→ **EXCERPT PROVIDED**:
****************************************

# buying a boat for the pacific northwest



## paul77 (Jul 5, 2007)

Hi There,

New to the sailnet community, seeking your sage advice and colored commentary on boat options for the pacific northwest.

I live in Seattle, currently charter regularly through a local club. I've sailed since I was a youngster, and in the seattle area since moving here, going on 7 years. In the past couple of years have started doing more cruising both here and the caribbean, california and I have had a shift in perspective on boat ownership (though I did own a hobie 16 for a while). Also helping this along is that my girlfriend loves to sail too 

Cruising goals - for the short term weekends and week long trips, within the sound, san juans. In the future maybe a longer trip in the future up to AK or down the coast.

Crew - Me and my girlfriend, in good shape. I'm 6'2, so I need something with headroom.

I'm looking for advice specifically on the right type of both for the northwest, and more generally on used boats in my range. I'm targeting a budget of $30,000/year for the total cost. This includes loan, insurance, moorage, taxes, maintenance, tax benefits. That puts me somewhere like $220-$275k for boat price. Ideally I'd love something that fit my cruising goals and was way under budget, so part of this is figuring out the right point. I'll be financing, with either 10% or 20% down depending on what makes sense.

****************************************

→ **DATA FOR THIS TASK**:
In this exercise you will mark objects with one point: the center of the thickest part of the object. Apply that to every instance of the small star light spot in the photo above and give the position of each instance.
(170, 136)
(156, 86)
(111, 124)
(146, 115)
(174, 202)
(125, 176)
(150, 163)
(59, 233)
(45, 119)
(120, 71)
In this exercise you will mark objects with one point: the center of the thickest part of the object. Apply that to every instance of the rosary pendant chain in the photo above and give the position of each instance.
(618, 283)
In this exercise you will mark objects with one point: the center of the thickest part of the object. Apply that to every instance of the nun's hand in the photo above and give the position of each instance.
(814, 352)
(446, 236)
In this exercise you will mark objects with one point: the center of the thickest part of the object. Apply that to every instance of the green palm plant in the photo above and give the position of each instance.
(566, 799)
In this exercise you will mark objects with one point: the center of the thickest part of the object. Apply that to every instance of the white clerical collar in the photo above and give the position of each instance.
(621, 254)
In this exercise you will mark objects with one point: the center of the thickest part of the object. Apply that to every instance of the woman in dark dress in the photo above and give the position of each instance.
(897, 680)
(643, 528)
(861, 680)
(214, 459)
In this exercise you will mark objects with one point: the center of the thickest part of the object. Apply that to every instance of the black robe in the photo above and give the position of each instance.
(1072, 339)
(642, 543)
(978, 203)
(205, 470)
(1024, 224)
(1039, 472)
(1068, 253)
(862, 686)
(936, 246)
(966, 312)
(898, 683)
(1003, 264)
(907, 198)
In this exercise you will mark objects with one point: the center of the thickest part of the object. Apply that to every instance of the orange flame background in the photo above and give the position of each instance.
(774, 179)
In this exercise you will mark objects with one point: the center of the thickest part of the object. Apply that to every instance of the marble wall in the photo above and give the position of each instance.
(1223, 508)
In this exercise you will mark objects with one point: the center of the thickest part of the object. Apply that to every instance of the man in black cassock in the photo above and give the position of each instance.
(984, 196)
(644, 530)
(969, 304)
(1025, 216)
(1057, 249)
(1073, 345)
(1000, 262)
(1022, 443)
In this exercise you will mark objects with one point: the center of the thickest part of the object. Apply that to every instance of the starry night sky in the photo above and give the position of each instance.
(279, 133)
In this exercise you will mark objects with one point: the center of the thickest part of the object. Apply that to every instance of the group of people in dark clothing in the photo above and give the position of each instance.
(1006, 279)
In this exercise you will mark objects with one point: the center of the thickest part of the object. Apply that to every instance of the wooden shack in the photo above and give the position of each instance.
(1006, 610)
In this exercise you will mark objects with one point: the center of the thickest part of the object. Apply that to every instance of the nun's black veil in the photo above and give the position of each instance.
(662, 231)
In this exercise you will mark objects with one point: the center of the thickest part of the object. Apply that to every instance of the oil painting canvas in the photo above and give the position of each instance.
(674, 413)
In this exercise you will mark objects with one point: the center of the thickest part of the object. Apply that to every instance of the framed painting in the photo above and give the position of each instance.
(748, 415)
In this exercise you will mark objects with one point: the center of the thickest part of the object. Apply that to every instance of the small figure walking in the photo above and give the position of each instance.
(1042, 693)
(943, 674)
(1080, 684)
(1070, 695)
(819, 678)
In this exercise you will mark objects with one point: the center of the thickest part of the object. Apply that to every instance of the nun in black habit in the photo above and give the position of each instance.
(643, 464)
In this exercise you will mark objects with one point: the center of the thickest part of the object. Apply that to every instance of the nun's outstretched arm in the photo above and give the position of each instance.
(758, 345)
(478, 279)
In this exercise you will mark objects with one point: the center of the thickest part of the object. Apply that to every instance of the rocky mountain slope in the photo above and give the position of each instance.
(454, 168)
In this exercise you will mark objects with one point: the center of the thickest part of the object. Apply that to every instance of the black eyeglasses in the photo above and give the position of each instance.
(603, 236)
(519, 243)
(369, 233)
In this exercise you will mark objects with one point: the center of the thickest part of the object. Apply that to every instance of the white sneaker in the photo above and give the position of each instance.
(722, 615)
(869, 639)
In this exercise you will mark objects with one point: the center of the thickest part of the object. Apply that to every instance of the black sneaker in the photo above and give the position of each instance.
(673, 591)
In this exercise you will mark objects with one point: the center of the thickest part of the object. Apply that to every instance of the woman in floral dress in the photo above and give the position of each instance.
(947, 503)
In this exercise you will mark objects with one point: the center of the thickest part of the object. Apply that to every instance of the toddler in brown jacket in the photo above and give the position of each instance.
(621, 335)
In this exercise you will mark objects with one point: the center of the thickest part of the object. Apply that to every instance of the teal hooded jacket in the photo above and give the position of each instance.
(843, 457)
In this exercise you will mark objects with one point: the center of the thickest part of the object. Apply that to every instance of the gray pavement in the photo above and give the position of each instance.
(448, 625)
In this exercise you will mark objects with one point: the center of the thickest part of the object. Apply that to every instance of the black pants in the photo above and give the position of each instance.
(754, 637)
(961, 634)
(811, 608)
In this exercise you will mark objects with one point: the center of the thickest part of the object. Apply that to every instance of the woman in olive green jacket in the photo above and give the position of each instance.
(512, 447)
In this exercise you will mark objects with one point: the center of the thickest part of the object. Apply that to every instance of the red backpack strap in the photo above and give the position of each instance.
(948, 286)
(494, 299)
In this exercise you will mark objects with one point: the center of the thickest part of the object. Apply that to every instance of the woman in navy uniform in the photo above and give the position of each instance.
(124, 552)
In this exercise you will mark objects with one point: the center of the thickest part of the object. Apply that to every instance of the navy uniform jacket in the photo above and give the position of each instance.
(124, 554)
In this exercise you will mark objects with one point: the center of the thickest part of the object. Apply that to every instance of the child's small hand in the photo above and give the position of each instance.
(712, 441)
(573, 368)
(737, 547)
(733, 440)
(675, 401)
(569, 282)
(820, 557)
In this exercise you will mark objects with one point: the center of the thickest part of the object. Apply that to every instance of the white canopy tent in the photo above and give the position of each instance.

****************************************

→ **GIVEN INSTRUCTION 1**: Gather every line of the records above that contains the word "navy", and copy each of those lines in full.
→ **GIVEN INSTRUCTION 2**: Carry on the forum post about buying a boat for the Pacific Northwest, starting right after its final sentence.

→ **RESPONSE 1**:
In this exercise you will mark objects with one point: the center of the thickest part of the object. Apply that to every instance of the woman in navy uniform in the photo above and give the position of each instance.
In this exercise you will mark objects with one point: the center of the thickest part of the object. Apply that to every instance of the navy uniform jacket in the photo above and give the position of each instance.

→ **RESPONSE 2**:
I'm looking for a higher SA/D monohull >= 40', able to sail shorthanded, with good windward performance. I've had a bias towards newer boats, but I would really like to learn more about what would be involved on an older boat.

I've been looking since February, and I thought the right boat for me was a new Hanse 400. The local dealer (in Vancouver BC) does a lot of volume, so it seems a popular boat up here. 

I'm taking a step back from that choice though, after really thinking about how an aft cockpit will work in year round sailing. It's easy to forget with the nice weather we've been having lately, but it's freezing cold here a lot of the time and I usually put the autopilot on and hide under the dodger. From the boats in the marinas it seems a lot of people are fair weather sailors, but we want to be able to go out year round, otherwise we should just stick to chartering.

I've seen some nice center cockpit designs sail by with people looky comfy inside, that I don't recognize. I'm wondering if there isn't an older CC out there that could make me really happy.

I've sailed a Catalina 42 in the san juans over thanksgiving. It had a huge full bimini top/dodger, and it did not keep the wind off well enough.. I'd love to be able to do that trip in comfort. 

So I'm not convinced just putting a load of canvas and plastic on the back of an aft cockpit is going to work. What do you all think? Suck it up and get thicker gloves and a ski mask? An Amel?

Alternative boats I'm trying to research: Hylas 44, 45.5, 51, Tayana 48, 52,55, Moody 40,44. HR is overkill and too spendy. I have negative feelings towards Hunter & Catalina.


----------



## Cruisingdad (Jul 21, 2006)

I like all those boats. 

Of interest to you, Camaraderie has a Tayana 52 which he and his wife cruised on for a while. It is now up for sale. Cam knows his stuff and I would vouch for his knowledge on boats and no doubt how he kept his boat up.

However, the shipping costs are going to be high from Annapolis (where I think the boat is). If nothing else, he would be a good resource for you.

Hope that helps. Good luck in your search.

- CD


----------



## sailingdog (Mar 19, 2006)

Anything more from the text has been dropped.